» Extract
***

Butane and dive tanks getting old, U.S. firm says there is a way to prevent disaster

When a veteran diver was killed at Amigos del Mar in San Pedro Town while refueling an oxygen tank, it was an instant tragedy and many wondered if it could have been avoided.  Hector Duran’s death affected the lives of his colleagues and raised concerns about the lifespan of dive tanks as well as butane tanks used across the country. A couple of businessmen in California who heard of the San Pedro incident called News Five to say that there is technology that can be used to detect cracks, folds or other similar imperfections in cylinders. According to Mark Olguin, appropriating equipment such as a Visual Plus System can save lives.


Via phone: Mark Olguin, President, Advanced Inspection Technology 

“AIT supplies testing and inspection of equipment to help inspectors detect potentially dangerous cylinders and flaws in high pressure gas cylinder. We’ve been about for aobut fifteen years, since the beginning of 1998. We started really in the dive industry and we’re progressed through the other industries. We probably have about forty-five hundred of our units in service around the world that takes cylinders out of service before they get to the point of explosion like the one that unfortunately happened in Belize.”

***

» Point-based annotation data
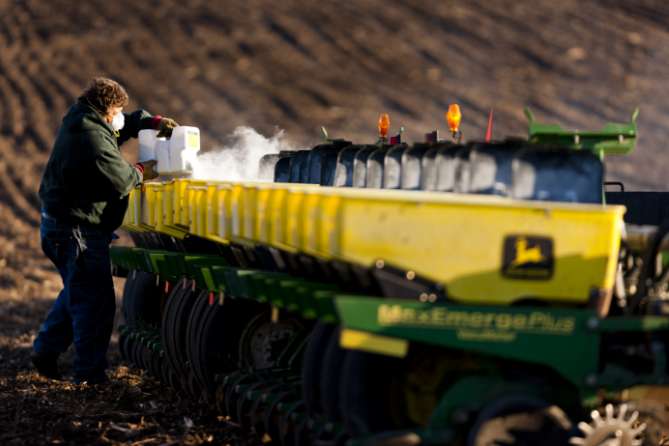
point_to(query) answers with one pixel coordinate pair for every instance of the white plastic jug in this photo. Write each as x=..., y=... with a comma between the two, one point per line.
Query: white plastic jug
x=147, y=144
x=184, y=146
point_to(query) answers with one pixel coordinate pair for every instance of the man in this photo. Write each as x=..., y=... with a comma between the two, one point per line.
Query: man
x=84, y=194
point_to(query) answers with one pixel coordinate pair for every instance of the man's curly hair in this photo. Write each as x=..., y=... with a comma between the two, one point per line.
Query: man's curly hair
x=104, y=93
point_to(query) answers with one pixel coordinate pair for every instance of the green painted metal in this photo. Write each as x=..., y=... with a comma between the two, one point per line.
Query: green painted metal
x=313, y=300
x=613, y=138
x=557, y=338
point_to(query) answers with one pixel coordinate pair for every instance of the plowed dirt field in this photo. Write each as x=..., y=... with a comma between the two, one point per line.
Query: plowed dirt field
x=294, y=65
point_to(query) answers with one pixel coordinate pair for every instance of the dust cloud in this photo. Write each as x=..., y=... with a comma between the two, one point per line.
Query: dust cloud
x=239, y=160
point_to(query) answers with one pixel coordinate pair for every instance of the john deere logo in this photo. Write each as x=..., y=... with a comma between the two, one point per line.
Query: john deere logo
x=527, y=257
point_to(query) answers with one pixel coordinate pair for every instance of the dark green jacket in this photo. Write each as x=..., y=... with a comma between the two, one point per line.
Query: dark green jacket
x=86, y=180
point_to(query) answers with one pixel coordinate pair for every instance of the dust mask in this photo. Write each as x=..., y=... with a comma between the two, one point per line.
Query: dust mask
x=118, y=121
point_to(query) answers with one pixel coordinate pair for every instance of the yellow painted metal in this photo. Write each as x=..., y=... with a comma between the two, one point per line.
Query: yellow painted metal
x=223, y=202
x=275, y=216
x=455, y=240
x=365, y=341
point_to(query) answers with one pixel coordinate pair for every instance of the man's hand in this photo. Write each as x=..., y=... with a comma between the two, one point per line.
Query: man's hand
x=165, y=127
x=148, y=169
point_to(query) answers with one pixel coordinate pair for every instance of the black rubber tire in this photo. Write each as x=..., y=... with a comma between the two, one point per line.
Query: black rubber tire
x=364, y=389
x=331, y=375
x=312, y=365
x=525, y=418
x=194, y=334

***

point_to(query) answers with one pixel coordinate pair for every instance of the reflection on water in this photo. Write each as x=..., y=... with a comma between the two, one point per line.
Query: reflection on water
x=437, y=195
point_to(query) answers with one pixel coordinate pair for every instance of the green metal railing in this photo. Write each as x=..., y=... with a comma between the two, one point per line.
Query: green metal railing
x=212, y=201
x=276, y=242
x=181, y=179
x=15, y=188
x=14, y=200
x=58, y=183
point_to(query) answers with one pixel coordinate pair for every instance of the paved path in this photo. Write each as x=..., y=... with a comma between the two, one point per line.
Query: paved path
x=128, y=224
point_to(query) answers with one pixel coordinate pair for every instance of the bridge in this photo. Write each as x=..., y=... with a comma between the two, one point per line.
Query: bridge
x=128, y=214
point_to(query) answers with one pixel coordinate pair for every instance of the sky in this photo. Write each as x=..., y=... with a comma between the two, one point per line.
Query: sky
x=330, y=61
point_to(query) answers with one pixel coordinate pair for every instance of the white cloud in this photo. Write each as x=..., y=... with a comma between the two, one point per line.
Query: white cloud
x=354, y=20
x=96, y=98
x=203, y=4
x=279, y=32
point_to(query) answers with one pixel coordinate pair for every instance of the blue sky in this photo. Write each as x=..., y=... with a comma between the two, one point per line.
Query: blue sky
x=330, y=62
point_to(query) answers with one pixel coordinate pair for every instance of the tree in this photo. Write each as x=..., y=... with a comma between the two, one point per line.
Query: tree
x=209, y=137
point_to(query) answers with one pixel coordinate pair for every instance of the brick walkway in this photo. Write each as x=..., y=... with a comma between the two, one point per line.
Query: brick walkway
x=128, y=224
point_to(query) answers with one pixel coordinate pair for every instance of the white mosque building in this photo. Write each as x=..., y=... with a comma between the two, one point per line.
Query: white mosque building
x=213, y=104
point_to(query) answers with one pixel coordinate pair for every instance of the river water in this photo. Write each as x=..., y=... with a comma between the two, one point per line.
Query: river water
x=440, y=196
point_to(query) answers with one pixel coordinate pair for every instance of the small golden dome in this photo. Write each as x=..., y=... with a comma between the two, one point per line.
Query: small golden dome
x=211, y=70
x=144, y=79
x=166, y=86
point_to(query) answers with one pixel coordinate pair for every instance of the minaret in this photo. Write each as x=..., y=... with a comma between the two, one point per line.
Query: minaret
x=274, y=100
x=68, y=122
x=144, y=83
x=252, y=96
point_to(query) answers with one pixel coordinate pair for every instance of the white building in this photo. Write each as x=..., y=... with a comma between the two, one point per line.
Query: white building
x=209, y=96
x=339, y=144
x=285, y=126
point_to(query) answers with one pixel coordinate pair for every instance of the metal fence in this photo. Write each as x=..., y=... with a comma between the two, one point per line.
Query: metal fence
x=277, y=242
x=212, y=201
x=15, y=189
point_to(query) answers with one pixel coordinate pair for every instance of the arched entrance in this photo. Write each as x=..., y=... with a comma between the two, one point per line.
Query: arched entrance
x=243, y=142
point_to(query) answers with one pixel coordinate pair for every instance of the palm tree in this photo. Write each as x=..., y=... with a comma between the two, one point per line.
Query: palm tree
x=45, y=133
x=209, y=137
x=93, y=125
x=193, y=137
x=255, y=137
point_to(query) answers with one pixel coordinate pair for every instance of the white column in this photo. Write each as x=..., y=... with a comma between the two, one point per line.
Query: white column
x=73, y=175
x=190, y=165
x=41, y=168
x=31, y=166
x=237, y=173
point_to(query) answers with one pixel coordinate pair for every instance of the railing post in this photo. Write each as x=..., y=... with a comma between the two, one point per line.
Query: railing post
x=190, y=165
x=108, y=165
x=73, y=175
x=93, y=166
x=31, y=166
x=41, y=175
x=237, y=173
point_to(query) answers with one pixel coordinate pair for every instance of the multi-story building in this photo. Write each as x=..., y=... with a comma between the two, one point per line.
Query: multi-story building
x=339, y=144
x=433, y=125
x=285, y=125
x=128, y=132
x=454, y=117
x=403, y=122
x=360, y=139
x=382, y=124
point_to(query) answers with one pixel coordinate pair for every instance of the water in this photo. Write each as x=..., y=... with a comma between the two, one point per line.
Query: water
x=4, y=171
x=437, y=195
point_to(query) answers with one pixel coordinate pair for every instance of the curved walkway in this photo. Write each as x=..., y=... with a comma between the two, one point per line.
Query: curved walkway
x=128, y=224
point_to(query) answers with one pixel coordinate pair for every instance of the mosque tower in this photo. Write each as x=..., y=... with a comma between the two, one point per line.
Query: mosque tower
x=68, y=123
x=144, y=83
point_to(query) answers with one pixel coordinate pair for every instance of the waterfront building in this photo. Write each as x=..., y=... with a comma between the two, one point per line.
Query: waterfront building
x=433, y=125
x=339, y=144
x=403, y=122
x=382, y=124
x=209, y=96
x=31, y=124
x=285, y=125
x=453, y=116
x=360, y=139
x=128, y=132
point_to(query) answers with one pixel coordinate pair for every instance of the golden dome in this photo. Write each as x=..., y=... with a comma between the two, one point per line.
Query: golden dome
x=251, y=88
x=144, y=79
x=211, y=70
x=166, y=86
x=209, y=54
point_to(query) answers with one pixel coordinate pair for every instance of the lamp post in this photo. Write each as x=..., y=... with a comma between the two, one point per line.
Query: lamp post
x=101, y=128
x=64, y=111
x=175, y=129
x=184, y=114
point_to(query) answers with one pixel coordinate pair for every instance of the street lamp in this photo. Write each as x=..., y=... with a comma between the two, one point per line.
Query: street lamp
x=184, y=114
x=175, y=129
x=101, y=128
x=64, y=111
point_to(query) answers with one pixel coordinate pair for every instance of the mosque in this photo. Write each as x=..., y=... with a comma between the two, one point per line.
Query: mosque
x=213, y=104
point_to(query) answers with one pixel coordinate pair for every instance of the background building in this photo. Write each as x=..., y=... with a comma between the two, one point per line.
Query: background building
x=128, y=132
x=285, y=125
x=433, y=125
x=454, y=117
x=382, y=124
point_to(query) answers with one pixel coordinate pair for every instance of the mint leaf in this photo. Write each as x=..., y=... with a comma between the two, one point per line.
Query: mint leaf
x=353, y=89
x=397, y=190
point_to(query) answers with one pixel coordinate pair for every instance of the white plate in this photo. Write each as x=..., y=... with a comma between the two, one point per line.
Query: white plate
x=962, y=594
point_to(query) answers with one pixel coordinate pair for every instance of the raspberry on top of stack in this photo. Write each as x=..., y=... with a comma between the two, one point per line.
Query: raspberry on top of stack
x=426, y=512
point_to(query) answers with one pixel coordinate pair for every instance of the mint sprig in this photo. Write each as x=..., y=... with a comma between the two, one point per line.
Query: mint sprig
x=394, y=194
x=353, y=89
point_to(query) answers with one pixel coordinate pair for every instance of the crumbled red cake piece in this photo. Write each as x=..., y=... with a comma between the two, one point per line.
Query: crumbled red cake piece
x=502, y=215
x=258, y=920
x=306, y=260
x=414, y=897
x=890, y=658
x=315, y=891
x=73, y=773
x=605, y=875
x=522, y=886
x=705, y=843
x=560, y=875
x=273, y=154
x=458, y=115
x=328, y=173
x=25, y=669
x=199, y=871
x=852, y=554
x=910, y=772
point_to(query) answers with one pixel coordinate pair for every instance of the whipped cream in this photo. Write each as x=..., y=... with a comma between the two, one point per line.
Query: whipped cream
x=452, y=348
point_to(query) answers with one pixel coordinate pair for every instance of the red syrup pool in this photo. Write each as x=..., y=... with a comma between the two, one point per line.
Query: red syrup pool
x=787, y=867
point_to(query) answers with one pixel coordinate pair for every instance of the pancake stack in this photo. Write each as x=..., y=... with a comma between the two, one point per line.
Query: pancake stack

***

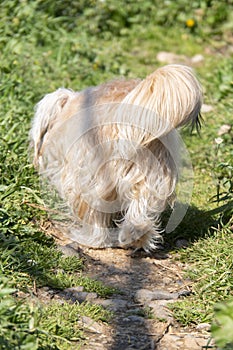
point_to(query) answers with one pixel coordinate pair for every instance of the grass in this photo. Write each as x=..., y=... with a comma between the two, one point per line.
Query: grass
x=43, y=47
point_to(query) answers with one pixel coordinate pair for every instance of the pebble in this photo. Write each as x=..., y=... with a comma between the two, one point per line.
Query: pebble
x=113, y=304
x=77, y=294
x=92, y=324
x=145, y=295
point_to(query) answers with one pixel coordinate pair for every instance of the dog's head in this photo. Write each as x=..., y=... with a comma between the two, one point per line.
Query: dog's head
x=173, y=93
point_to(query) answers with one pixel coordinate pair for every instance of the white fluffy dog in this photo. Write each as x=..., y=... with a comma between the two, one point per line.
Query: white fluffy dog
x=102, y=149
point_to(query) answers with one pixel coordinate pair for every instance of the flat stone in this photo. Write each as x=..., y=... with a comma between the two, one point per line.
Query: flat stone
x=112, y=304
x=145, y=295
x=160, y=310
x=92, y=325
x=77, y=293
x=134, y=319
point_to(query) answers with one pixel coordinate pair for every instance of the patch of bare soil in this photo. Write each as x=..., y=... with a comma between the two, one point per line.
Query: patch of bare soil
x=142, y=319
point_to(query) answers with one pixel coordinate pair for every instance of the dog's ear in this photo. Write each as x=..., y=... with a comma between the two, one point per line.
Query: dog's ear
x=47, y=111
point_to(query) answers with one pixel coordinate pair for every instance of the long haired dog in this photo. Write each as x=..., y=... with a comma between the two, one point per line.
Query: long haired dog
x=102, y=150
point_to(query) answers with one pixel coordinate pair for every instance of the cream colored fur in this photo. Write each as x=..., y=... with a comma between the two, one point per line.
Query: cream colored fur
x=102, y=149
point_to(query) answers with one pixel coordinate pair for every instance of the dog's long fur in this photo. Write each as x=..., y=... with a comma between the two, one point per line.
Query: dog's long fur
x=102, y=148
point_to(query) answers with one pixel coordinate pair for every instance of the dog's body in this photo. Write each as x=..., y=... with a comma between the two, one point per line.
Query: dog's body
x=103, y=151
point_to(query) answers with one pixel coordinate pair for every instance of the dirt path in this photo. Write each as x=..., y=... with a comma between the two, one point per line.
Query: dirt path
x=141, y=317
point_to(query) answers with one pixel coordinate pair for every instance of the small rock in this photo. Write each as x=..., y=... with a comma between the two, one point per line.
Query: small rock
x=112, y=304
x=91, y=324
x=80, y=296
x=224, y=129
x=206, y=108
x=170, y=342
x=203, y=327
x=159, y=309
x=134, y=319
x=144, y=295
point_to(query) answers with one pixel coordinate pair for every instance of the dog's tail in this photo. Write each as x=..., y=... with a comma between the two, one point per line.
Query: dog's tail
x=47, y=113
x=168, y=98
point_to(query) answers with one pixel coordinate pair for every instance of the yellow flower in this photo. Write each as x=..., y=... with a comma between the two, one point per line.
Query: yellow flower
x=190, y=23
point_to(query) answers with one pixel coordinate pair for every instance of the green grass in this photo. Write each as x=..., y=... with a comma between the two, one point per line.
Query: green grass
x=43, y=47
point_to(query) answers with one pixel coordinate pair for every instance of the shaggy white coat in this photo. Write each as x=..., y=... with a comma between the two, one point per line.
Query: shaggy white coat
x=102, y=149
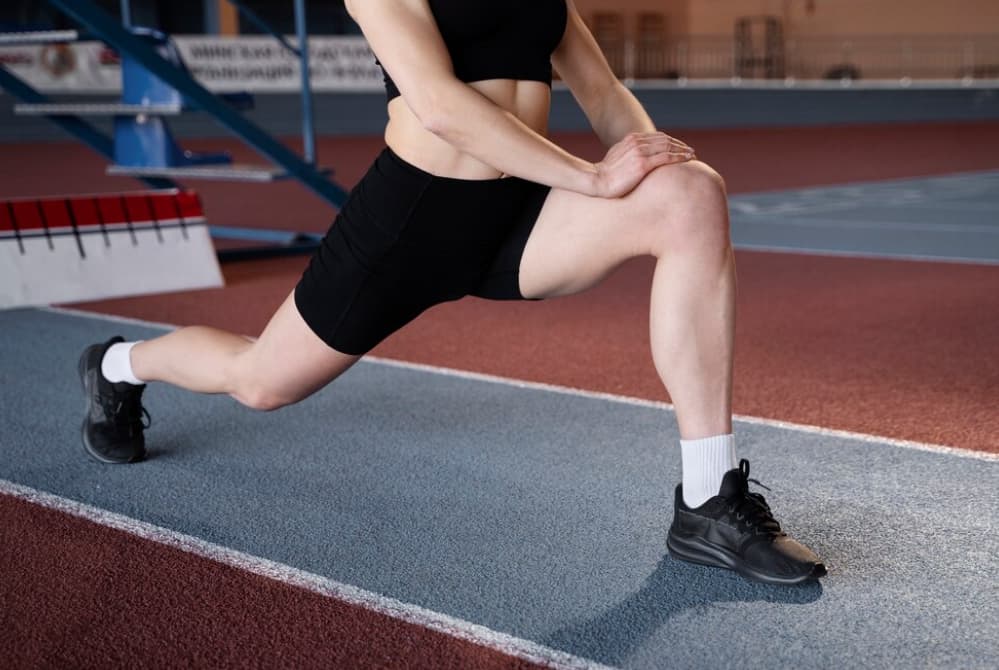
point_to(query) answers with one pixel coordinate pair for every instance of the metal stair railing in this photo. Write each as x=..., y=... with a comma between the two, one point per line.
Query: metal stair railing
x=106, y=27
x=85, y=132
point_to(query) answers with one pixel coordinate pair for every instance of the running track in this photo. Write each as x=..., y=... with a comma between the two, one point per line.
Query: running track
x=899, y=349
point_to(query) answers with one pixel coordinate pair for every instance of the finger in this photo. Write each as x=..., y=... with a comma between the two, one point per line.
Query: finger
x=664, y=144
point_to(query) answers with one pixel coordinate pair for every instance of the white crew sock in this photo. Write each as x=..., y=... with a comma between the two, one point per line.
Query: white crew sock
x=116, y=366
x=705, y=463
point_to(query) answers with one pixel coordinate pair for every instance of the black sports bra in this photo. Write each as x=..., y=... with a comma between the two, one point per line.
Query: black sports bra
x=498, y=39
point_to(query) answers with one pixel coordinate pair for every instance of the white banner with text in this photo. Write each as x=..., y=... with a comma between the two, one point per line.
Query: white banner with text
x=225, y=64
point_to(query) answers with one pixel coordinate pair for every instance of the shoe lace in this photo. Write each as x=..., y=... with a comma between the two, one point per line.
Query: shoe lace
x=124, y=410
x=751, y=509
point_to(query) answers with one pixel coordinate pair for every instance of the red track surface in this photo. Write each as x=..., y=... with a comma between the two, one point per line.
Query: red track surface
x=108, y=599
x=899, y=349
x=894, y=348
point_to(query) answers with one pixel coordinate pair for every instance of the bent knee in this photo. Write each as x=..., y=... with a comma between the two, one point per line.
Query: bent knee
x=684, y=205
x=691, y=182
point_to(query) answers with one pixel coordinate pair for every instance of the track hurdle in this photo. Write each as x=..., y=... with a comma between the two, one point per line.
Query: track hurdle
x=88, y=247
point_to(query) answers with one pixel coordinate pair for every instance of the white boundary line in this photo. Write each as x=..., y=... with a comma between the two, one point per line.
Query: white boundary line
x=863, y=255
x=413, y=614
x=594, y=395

***

» Exercise A
Rewrite the part of the listing that starts with the line containing "of the blue" and goes on through the line containing "x=252, y=96" as a numbered list, with blank lines dropped and nothing outside that stretch included.
» Exercise B
Write the next part of the news story about aging dive and butane tanks, picking up after its last paragraph.

» Task result A
1. point_to(query) answers with one pixel coordinate pair for every instance of the blue sky in this photo. Write each as x=..., y=... with a comma between the two, one point per line.
2. Query: blue sky
3. x=330, y=62
4. point_to(query) answers with one pixel coordinate pair for every instance of the tree in this photo. Write each as x=..., y=... with a comma between the two, one point per line.
5. Query: tree
6. x=209, y=137
7. point_to(query) answers with one pixel coordinate pair for every instance of the brick walkway in this photo. Write each as x=..., y=... with a comma between the two, one point per line.
8. Query: brick walkway
9. x=128, y=224
10. point_to(query) answers with one pixel coordinate pair for every instance of the white mosque building in this photo. Write each as x=..., y=... with a comma between the two, one point per line.
11. Query: white mosque building
12. x=213, y=104
13. point_to(query) answers with one pixel coordinate pair for every instance of the river water in this photo. Write each as x=..., y=... with a comma between the two, one point per line.
14. Query: river water
15. x=440, y=196
16. point_to(query) answers with one pixel coordinate pair for every instance of the small golden dome in this photo. Write each as x=..., y=... with a comma between the two, one point per line.
17. Query: small golden dome
18. x=211, y=70
19. x=144, y=79
20. x=166, y=86
21. point_to(query) answers with one pixel coordinate pair for every instance of the minaret in this photo. Write each as x=..., y=... with a comma between the two, one point per line.
22. Query: minaret
23. x=274, y=100
24. x=68, y=122
25. x=144, y=83
26. x=252, y=96

» Task result B
Jose Sanchez

Steve Hindman

“Now tell me if you can a little about the equipment that you do use and how a tragedy can be avoided in the future?”


Via Phone: Steve Hindman, Director of Sales, Advanced Inspection Technology

“What we do is our equipment uses any current technology to detect cracks, flaws and we also have pitting equipment as well. What that does is it allows inspectors to catch dangerous cylinders before they ever get to the fill process. So we found here in the U.S. that the failure rate with our equipment has gone up from one to seven percent, which means we are taking out a lot of dangerous cylinders and if they don’t get to the fill centers, then those types of ruptures can be avoided.”


Jose Sanchez

“Is this something costly?”


Mark Olguin

Via Phone: Mark Olguin

“Relatively no. if you look at the things that have happened; you’re looking at fourteen hundred to fifteen hundred U.S.”


Jose Sanchez

“And the equipment itself; how long would it last? Is it something that’s durable?”


Via Phone: Steve Hindman

“It would last for years—thousands and thousands of tests.”


Via Phone: Mark Olguin

“There is a probe that eventually would have to be replaced because it is a moving part; but the unit itself would last pretty much indefinitely. It does call for a service.”


Via Phone: Steve Hindman

With proper inspection techniques and education, these incidences will never happen. Quite honestly, they’ll never get to the fill plant; they will never get to hydro because they will be taken out at the time of the visual inspection.”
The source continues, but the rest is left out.